**Requirements:**
Return the material word for word. Do not include pictures.

(Point labeling examples)
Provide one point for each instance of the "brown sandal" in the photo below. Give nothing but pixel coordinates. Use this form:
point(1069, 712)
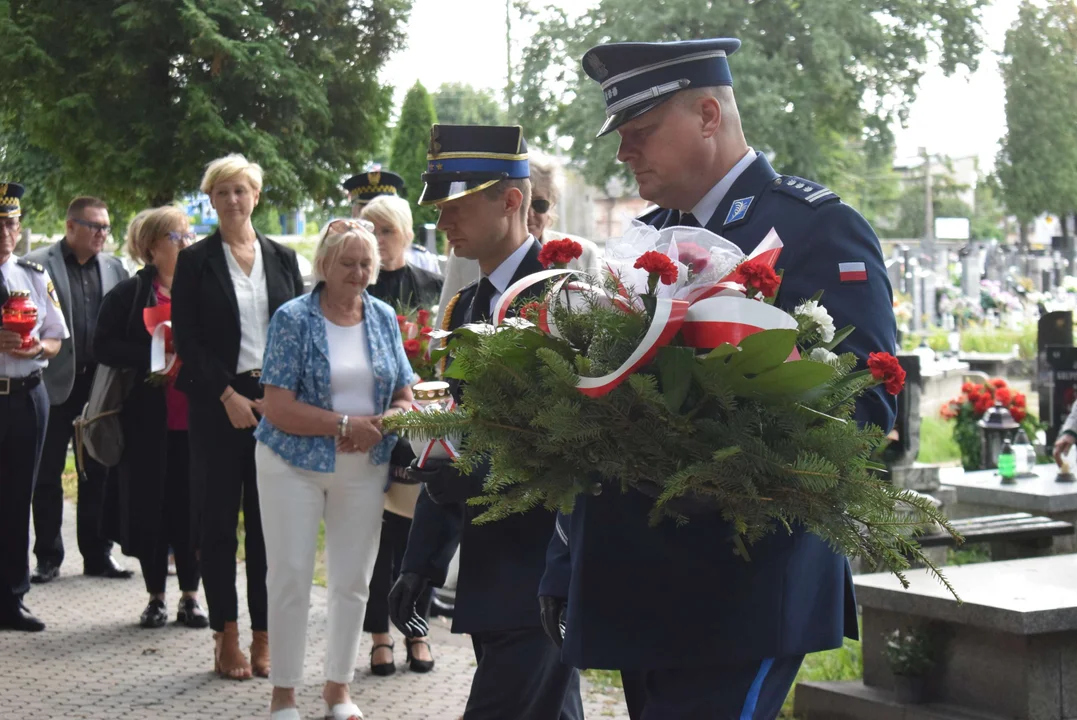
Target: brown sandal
point(228, 660)
point(260, 653)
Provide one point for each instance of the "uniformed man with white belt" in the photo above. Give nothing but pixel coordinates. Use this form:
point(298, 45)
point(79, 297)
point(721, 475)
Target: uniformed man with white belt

**Exercise solution:**
Provide one point for each instance of the "brown sandal" in the photo below. Give nothing but pixel coordinates. Use this form:
point(1069, 712)
Target: brown sandal
point(228, 660)
point(260, 653)
Provide one point for each instance of the "uniformed man with white belt" in the photo above. Give nothing but pixel coordinates. Use this form:
point(298, 45)
point(79, 297)
point(721, 475)
Target: uniformed man with white belt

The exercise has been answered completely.